SUPPLIED INFORMATION:
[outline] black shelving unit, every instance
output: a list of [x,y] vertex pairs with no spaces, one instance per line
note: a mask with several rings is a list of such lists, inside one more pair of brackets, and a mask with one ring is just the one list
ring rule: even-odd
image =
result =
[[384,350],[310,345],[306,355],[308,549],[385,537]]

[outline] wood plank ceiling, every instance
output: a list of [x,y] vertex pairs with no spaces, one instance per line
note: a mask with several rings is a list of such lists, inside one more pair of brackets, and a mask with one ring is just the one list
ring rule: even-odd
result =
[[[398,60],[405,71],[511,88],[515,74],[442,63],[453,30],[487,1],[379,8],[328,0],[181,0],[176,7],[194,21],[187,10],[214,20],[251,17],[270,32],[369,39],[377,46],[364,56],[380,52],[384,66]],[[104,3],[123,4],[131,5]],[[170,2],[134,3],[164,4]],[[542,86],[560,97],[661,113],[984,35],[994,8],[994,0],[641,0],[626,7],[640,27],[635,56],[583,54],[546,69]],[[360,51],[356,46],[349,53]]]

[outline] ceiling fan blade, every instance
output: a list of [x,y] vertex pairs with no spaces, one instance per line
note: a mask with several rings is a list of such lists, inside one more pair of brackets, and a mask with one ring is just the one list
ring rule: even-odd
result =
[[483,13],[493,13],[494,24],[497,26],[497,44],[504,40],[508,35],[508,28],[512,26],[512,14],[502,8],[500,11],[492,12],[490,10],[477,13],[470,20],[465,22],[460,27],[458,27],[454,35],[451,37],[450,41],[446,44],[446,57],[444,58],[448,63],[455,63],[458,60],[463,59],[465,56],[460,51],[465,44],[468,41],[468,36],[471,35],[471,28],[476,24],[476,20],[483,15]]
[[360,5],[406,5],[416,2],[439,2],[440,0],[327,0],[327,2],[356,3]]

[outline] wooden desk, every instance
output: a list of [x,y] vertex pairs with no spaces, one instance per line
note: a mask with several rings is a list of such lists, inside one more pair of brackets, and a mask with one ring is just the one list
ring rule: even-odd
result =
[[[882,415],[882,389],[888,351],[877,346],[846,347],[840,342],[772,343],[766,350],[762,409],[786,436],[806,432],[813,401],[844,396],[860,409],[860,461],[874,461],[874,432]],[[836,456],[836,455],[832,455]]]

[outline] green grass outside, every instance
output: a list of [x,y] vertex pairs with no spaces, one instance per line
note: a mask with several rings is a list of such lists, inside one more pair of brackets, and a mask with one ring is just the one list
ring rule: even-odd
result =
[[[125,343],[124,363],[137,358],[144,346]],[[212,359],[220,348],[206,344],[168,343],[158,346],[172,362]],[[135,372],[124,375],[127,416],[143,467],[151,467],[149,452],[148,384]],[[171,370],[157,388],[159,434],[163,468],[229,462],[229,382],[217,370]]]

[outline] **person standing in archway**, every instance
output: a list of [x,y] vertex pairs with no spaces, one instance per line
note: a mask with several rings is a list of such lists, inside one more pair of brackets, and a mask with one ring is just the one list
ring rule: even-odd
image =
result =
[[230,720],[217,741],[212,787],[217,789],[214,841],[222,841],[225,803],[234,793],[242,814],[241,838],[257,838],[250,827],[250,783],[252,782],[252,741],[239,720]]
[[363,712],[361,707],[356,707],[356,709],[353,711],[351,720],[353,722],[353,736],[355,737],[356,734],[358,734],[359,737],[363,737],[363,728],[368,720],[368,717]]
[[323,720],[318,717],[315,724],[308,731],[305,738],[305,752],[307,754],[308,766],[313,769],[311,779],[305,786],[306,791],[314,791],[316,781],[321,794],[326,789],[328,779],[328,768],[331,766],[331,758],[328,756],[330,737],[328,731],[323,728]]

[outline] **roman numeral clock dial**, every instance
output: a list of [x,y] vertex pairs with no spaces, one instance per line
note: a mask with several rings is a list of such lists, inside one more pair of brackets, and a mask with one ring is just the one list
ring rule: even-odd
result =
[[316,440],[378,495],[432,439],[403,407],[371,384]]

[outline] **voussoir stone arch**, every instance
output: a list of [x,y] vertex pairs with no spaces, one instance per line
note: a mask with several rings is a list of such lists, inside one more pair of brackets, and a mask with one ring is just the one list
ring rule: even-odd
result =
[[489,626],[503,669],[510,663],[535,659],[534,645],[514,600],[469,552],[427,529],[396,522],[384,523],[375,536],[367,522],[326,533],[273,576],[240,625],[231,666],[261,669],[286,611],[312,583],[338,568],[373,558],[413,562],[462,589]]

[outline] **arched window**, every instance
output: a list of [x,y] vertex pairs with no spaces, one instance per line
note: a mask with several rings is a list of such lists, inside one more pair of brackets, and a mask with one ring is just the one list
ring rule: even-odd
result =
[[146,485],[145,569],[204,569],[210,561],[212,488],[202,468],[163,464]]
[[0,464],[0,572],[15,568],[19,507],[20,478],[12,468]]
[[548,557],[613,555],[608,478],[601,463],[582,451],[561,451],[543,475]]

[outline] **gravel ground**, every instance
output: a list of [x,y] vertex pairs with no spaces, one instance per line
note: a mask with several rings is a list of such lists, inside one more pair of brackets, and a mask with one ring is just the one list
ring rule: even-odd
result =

EXERCISE PROMPT:
Replace each "every instance" in the listing above with "all instances", and write the whole listing out again with nothing else changed.

ANSWER TO THE PROBLEM:
[outline] black shelving unit, all instances
output: a list of [x,y] vertex pairs with no spaces, one instance per line
note: a mask with several rings is a list of such lists, inside one more pair of brackets, and a mask with one ring is just the one list
ring rule: even-odd
image =
result =
[[384,350],[310,345],[306,355],[308,549],[385,537]]

[outline] wood plank ceiling, all instances
output: a list of [x,y] vertex pairs with no spaces, one instance per line
note: a mask with several rings is a list of such lists, inside one more pair of brackets, and a mask with one ring is just the one list
ring rule: even-odd
result =
[[[398,60],[405,71],[511,88],[515,74],[442,63],[453,30],[487,1],[379,8],[328,0],[181,0],[176,7],[194,21],[187,10],[214,20],[251,17],[270,32],[369,39],[377,46],[364,56],[380,52],[384,66]],[[104,3],[123,4],[131,5]],[[170,2],[134,3],[164,4]],[[542,86],[560,97],[661,113],[984,35],[994,8],[994,0],[641,0],[626,7],[640,27],[635,56],[583,54],[546,69]],[[360,51],[356,46],[349,53]]]

[outline] ceiling fan blade, all instances
output: a list of [x,y] vertex pairs with no spaces, one instance per line
note: a mask with several rings is a list of such lists, inside one more pair of brackets, and a mask with one ring is just the one list
ring rule: even-odd
result =
[[483,13],[493,13],[494,24],[497,26],[497,44],[504,40],[508,35],[508,28],[512,26],[512,14],[502,8],[500,11],[492,12],[490,10],[477,13],[470,20],[465,22],[460,27],[458,27],[454,35],[451,37],[450,41],[446,44],[446,57],[444,58],[448,63],[455,63],[458,60],[463,59],[465,56],[460,51],[465,44],[468,41],[468,36],[471,35],[471,28],[476,24],[476,20],[483,15]]
[[360,5],[406,5],[416,2],[439,2],[440,0],[327,0],[327,2],[356,3]]

[outline] wooden desk, all instances
output: a list of [x,y] vertex pairs with no spaces, one instance per line
note: a mask with several rings is a list of such lists, inside one more pair of brackets, and a mask with one ring is just the one list
ring rule: even-odd
result =
[[[882,415],[882,389],[888,351],[877,346],[846,347],[840,342],[772,343],[766,350],[762,409],[786,436],[806,432],[813,401],[844,396],[860,409],[860,461],[874,461],[874,432]],[[836,456],[836,455],[832,455]]]

[outline] green grass outside, all instances
output: a list of [x,y] vertex pairs with no spaces, one instance per line
note: a mask with several rings is a list of such lists, inside one more pair of brackets, and a mask with one ring is just the one list
ring rule: even-odd
result =
[[[125,343],[124,363],[137,358],[144,346]],[[212,359],[220,348],[206,344],[168,343],[158,346],[172,362]],[[135,372],[124,375],[127,416],[143,467],[151,467],[149,452],[148,384]],[[171,370],[157,388],[159,434],[163,468],[229,462],[229,382],[217,370]]]

[outline] **person standing in archway**, all instances
output: a list of [x,y] vertex pairs with no spaces, one instance per line
note: a mask with several rings is a list of such lists, inside one more pair of brackets, and a mask with one ring is just the one list
ring rule: even-odd
image =
result =
[[230,720],[217,741],[212,787],[217,789],[214,841],[222,841],[225,803],[234,793],[242,814],[241,838],[257,838],[250,827],[250,783],[252,782],[252,741],[239,720]]
[[363,712],[361,707],[356,707],[356,709],[353,711],[351,720],[353,722],[353,736],[355,737],[356,734],[358,734],[359,737],[363,737],[363,728],[368,720],[368,717]]
[[323,720],[318,717],[315,724],[308,731],[305,738],[305,752],[307,754],[308,766],[313,769],[311,779],[305,786],[306,791],[314,791],[316,781],[321,794],[326,789],[328,779],[328,768],[331,766],[331,758],[328,756],[330,737],[328,731],[323,728]]

[outline] **roman numeral clock dial**, all instances
output: a list of [x,y] vertex pairs with no spaces, one instance per line
note: a mask with several rings is a list of such lists, inside one more pair of brackets, and a mask with one ring is just the one list
ring rule: even-odd
result =
[[316,440],[378,495],[432,439],[403,407],[371,384]]

[outline] **voussoir stone arch**, all instances
output: a list of [x,y] vertex pairs with no spaces, one instance per line
note: a mask with several rings is a list of such lists, inside one more pair of brackets, and a mask with one ring is just the one list
ring rule: even-odd
result =
[[489,626],[503,669],[510,663],[535,659],[534,645],[514,600],[469,552],[427,529],[396,522],[384,523],[375,536],[367,522],[326,533],[273,576],[240,625],[231,666],[261,669],[286,611],[312,583],[338,568],[373,558],[413,562],[462,589]]

[outline] **arched window**, all instances
output: a list of [x,y] vertex pairs with no spaces, one instance per line
note: a mask with several rings is a list of such lists, inside one more pair of brackets, and a mask with one ring is just the one list
ring rule: even-odd
result =
[[146,485],[145,569],[204,569],[210,561],[212,488],[202,468],[163,464]]
[[0,464],[0,572],[15,568],[19,507],[20,478],[12,468]]
[[548,557],[613,555],[608,478],[601,463],[582,451],[561,451],[543,475]]

[outline] **gravel ground**, all instances
output: a list of [x,y] vertex pairs with no spaces, one instance per line
note: a mask with several rings is a list of such lists, inside one more pair of brackets, and a mask with one ring is just the one list
ring rule: even-odd
result =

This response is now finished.